■ **What the task asks**
Which lines in the rows below contain the word "yellow"? Pull out each of those lines and copy it.

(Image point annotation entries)

----

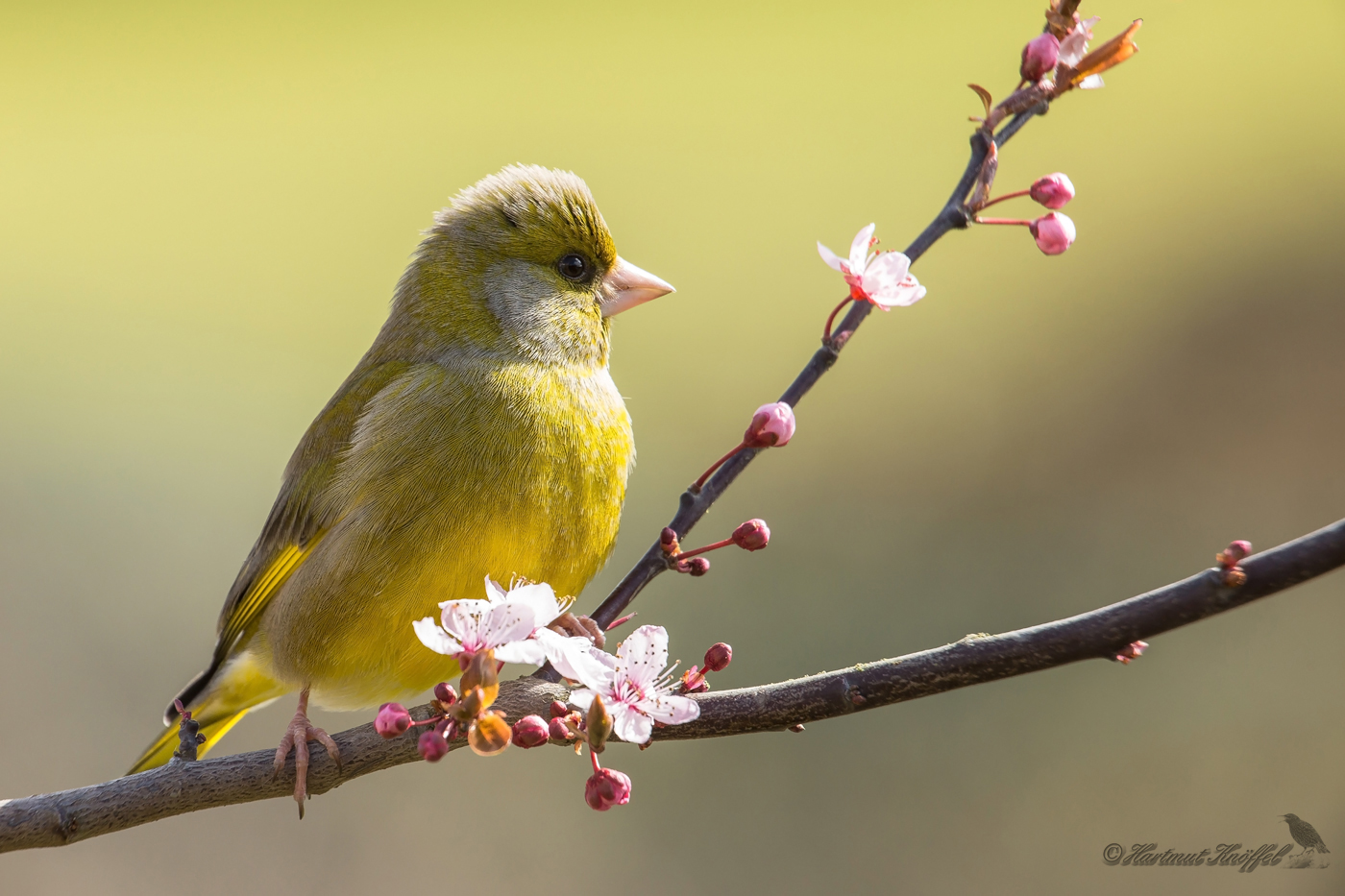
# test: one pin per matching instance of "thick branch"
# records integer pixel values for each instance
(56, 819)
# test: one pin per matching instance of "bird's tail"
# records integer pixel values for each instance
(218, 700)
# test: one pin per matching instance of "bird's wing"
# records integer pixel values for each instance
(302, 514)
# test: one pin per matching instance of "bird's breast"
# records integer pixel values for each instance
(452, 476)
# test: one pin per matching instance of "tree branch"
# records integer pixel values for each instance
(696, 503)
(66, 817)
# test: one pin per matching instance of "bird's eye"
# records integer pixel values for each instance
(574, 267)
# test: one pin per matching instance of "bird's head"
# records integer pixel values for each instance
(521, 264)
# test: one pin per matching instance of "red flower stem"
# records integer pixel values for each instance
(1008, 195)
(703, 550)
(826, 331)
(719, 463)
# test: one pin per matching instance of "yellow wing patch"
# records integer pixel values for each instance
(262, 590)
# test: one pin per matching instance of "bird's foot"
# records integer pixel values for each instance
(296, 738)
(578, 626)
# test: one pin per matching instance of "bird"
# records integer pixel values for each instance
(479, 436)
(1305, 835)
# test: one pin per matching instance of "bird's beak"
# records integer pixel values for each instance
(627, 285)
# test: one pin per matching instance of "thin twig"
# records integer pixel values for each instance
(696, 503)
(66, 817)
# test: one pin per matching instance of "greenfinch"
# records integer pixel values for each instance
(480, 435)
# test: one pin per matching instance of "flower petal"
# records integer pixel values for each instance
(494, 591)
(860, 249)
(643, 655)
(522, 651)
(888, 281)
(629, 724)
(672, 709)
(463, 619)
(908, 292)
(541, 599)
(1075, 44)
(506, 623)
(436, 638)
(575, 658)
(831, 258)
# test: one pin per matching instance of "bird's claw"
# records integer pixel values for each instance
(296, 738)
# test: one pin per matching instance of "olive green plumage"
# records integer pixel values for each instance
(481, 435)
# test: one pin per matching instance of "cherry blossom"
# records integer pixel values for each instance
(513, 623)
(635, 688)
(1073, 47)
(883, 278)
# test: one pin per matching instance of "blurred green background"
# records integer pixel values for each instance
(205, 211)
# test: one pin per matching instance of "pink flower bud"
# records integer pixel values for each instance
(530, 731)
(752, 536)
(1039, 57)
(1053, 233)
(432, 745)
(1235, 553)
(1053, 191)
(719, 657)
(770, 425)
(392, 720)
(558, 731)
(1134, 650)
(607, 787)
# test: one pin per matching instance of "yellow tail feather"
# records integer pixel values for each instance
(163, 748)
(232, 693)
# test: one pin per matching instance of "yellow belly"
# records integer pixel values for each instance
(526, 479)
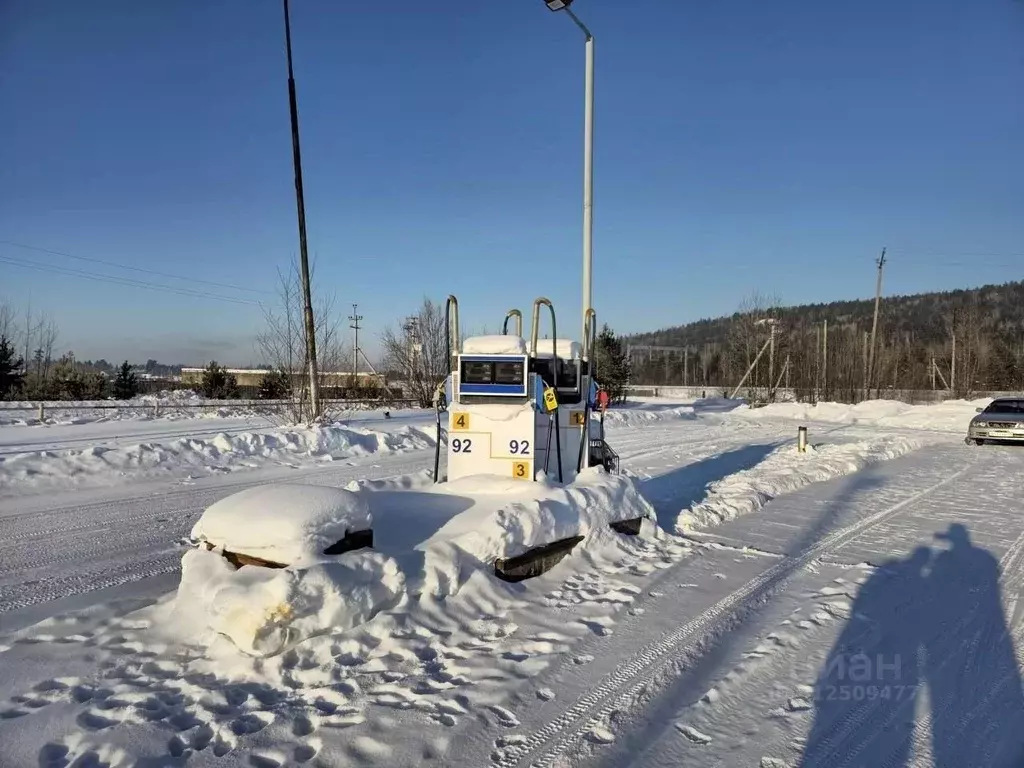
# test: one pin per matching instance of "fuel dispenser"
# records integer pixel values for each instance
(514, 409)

----

■ **Solution for this problem**
# test: one pin per matching instance of "yellow wing patch"
# test: one pin per matching instance of "yellow tail feather"
# test: one pin per matching instance of "yellow belly"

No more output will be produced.